Listed entries: Begin

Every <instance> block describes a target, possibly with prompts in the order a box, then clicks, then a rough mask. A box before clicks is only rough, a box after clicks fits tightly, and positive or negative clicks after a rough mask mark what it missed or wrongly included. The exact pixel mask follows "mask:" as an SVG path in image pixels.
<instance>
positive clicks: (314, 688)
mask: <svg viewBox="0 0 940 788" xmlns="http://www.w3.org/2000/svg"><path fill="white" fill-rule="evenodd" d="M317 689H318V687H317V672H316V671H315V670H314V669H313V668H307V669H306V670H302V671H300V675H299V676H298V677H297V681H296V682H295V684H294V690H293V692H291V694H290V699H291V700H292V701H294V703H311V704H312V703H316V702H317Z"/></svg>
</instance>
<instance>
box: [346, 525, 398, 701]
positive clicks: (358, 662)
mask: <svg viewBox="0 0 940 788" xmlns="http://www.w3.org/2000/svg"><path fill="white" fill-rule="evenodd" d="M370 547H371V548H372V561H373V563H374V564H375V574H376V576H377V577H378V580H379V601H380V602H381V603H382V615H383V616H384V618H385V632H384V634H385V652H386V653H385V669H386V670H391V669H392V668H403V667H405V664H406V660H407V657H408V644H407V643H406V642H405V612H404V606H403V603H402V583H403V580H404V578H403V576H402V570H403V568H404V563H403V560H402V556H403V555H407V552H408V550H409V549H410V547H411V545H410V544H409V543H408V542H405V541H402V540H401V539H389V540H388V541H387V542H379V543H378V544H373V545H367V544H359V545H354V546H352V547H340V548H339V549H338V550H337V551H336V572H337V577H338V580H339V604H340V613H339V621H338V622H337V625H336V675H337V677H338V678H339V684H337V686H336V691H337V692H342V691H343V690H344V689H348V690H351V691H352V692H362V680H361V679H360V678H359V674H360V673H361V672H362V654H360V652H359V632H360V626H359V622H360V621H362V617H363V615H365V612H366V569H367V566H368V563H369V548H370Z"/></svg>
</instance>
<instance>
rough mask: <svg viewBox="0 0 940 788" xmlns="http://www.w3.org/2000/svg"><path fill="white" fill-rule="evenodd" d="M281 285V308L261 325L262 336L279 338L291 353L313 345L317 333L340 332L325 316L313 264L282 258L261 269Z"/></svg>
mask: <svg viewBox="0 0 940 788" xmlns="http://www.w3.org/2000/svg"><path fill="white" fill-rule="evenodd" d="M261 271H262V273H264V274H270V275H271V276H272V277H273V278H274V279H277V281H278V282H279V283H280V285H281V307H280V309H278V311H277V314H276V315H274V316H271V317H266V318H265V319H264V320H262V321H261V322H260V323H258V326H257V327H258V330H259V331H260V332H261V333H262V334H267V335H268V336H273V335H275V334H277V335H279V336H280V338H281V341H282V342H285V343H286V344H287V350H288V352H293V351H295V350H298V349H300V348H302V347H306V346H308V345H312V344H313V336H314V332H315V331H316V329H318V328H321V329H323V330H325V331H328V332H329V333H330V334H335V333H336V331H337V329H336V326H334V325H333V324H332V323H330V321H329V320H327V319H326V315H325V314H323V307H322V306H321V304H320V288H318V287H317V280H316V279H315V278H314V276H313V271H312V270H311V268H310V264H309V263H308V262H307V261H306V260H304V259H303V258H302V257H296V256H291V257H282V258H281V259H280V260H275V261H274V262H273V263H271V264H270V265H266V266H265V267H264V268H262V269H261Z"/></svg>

Listed entries: End

## [What to do]
Convert every line of the items above into a JSON list of strings, one string per line, omitting any blank lines.

## [Answer to this task]
[
  "Every <instance> block describes a target, possibly with prompts in the order a box, then clicks, then a rough mask. A box before clicks is only rough, a box after clicks fits tightly, and positive or negative clicks after a rough mask mark what it missed or wrongly included. The exact pixel mask follows \"mask:\" as an SVG path in image pixels.",
  "<instance>",
  "positive clicks: (314, 688)",
  "mask: <svg viewBox=\"0 0 940 788\" xmlns=\"http://www.w3.org/2000/svg\"><path fill=\"white\" fill-rule=\"evenodd\" d=\"M317 689H318V687H317V672H316V671H315V670H314V669H313V668H307V669H306V670H302V671H300V675H299V676H298V677H297V681H296V682H295V684H294V690H293V692H291V694H290V699H291V700H292V701H294V703H311V704H312V703H316V702H317Z\"/></svg>",
  "</instance>",
  "<instance>",
  "box: [346, 525, 398, 701]",
  "positive clicks: (358, 662)",
  "mask: <svg viewBox=\"0 0 940 788\" xmlns=\"http://www.w3.org/2000/svg\"><path fill=\"white\" fill-rule=\"evenodd\" d=\"M370 547H371V548H372V561H373V563H374V564H375V574H376V576H377V577H378V580H379V601H380V602H381V603H382V615H383V616H384V618H385V632H384V634H385V652H386V653H385V669H386V670H391V669H392V668H403V667H405V664H406V660H407V657H408V644H407V643H406V642H405V612H404V606H403V603H402V583H403V580H404V578H403V576H402V570H403V568H404V563H403V560H402V556H403V555H407V552H408V550H409V549H410V547H411V545H410V544H409V543H408V542H405V541H402V540H401V539H389V540H388V541H387V542H379V543H378V544H373V545H367V544H359V545H354V546H352V547H340V548H339V549H338V550H337V551H336V572H337V577H338V580H339V604H340V613H339V621H338V622H337V625H336V675H337V677H338V678H339V684H337V686H336V691H337V692H342V691H343V690H344V689H348V690H351V691H352V692H362V680H361V679H360V678H359V674H360V673H361V672H362V654H360V652H359V632H360V626H359V622H360V621H362V617H363V615H365V612H366V569H367V566H368V563H369V548H370Z\"/></svg>",
  "</instance>",
  "<instance>",
  "rough mask: <svg viewBox=\"0 0 940 788\" xmlns=\"http://www.w3.org/2000/svg\"><path fill=\"white\" fill-rule=\"evenodd\" d=\"M281 285V308L261 325L262 336L279 338L291 353L313 345L317 333L340 332L325 316L313 264L282 258L261 269Z\"/></svg>",
  "mask: <svg viewBox=\"0 0 940 788\" xmlns=\"http://www.w3.org/2000/svg\"><path fill=\"white\" fill-rule=\"evenodd\" d=\"M261 271H262V273H264V274H270V275H271V276H272V277H273V278H274V279H277V281H278V282H279V283H280V285H281V307H280V309H278V311H277V314H276V315H274V316H271V317H266V318H265V319H264V320H262V321H261V322H260V323H258V326H257V327H258V330H259V331H260V332H261V333H262V334H267V335H268V336H273V335H275V334H277V335H279V336H280V338H281V341H282V342H285V343H286V344H287V350H288V352H293V351H295V350H298V349H300V348H302V347H306V346H308V345H312V344H313V336H314V332H315V331H316V329H318V328H321V329H323V330H325V331H328V332H329V333H330V334H335V333H336V331H337V329H336V326H334V325H333V324H332V323H330V321H329V320H327V319H326V315H325V314H323V307H322V306H321V304H320V288H318V287H317V280H316V279H315V278H314V276H313V271H312V270H311V268H310V264H309V263H308V262H307V261H306V260H304V259H303V258H302V257H296V256H291V257H282V258H281V259H280V260H275V261H274V262H273V263H271V264H270V265H266V266H265V267H264V268H262V269H261Z\"/></svg>"
]